Machine learning of gating strategies from high-dimensional cytometry data
Etienne Becht1, Elaine Coustan-Smith2, Dario Campana2, Evan Newell1
1Singapore Immunology Network, A*STAR ; 2National University of Singapore
Recent advances in fluorescence flow and mass cytometry allow for simultaneous assessment of large numbers of cellular proteins at the single cell level. Identification of cell populations that are relevant in a given biological context has thus shifted from relying exclusively on examination of sets of bi-axial projections and subsettings of the data (i.e., gating strategies) to automated clustering and information-maximizing low-dimensional projections. However, manual gating strategies are still important because they leverage accumulated knowledge, can be easier to interpret and reproduce, and are currently required for the purification of cell populations using fluorescence-activated cell sorters.
Here we propose a computational method, called Hypergate (for automated Hyperrectangular Gate), that given a cytometry dataset containing a selected subset of cells of interest (usually defined by other high dimensional analysis methods, such as t-SNE), outputs a gating strategy that identifies the cell population with high purity and yield. Hypergate operates by finding a high-dimensional rectangle so that events that fall inside it corresponds to those identified by the user.

**Supplied information:**
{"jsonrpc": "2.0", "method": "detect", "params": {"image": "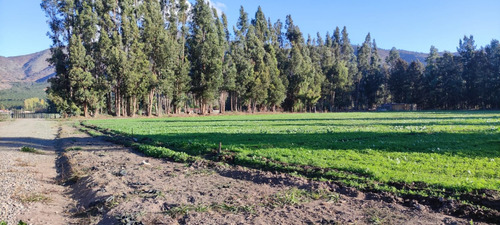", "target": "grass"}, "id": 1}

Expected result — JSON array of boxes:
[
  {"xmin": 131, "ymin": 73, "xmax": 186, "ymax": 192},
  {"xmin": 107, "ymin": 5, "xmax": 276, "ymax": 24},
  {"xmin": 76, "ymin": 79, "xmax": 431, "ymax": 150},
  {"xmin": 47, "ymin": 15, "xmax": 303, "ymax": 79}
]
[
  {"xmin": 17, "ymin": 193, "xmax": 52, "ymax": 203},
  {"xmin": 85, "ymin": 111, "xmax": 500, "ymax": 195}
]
* * *
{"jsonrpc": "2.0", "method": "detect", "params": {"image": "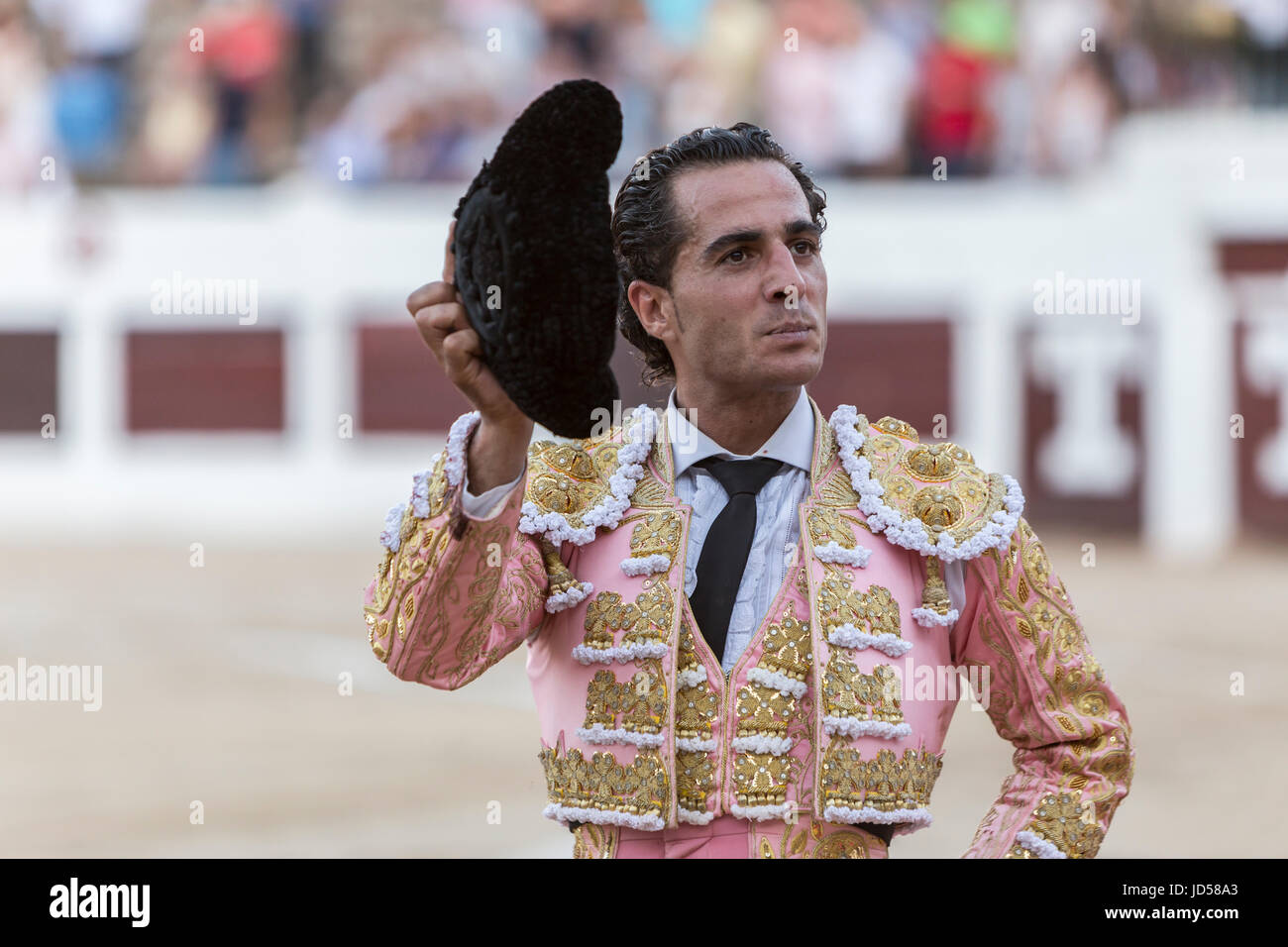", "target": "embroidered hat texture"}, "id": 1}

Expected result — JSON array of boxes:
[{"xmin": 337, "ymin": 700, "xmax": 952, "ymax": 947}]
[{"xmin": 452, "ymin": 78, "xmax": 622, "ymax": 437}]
==
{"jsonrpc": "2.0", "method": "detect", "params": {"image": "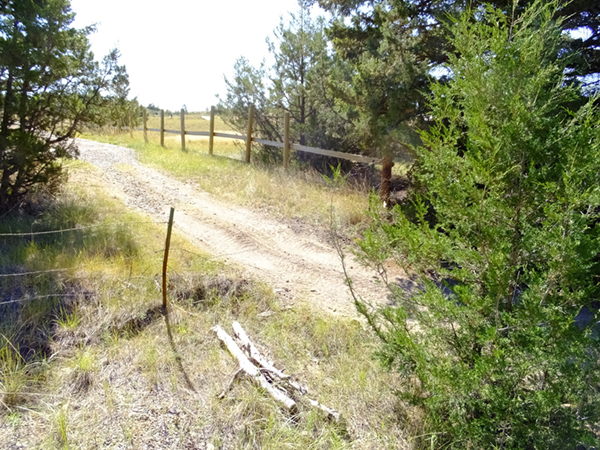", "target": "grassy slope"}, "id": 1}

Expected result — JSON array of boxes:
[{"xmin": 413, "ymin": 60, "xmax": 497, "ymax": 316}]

**Work instruction:** Please rewrite the Hypergate abstract from "Here we propose" up to and including "by the user.", and swap "rectangle" for "box".

**Result:**
Here we propose a computational method, called Hypergate (for automated Hyperrectangular Gate), that given a cytometry dataset containing a selected subset of cells of interest (usually defined by other high dimensional analysis methods, such as t-SNE), outputs a gating strategy that identifies the cell population with high purity and yield. Hypergate operates by finding a high-dimensional box so that events that fall inside it corresponds to those identified by the user.